### [STATED GOAL]
Report every line in the rows below that contains the string "Target", copying each such line in full.
***** MATERIAL SUPPLIED *****
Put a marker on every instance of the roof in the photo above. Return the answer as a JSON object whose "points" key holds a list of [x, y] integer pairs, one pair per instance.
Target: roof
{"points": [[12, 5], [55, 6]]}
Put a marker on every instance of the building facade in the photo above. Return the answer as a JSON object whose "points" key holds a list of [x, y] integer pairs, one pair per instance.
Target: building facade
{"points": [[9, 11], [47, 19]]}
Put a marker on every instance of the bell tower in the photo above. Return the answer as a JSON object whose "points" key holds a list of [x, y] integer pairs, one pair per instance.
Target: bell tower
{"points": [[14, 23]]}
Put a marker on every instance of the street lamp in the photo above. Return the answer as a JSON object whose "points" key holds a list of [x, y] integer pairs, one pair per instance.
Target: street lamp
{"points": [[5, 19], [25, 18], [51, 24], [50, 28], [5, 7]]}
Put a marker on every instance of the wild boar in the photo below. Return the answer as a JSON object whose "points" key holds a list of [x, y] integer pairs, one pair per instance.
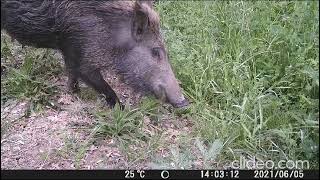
*****
### [REPLY TO THE TASK]
Target: roof
Target: building facade
Target: bell tower
Target: street lamp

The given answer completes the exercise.